## TASK REQUIREMENTS
Retype the following records exactly as they appear, line for line.

Object pointing dataset rows
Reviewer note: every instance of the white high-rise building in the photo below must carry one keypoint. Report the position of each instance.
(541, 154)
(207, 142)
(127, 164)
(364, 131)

## WRITTEN RESPONSE
Reviewer note: every instance of the white high-rise building in the photo below must carry one keypoint. Report the position of each instance.
(541, 154)
(207, 142)
(127, 164)
(364, 131)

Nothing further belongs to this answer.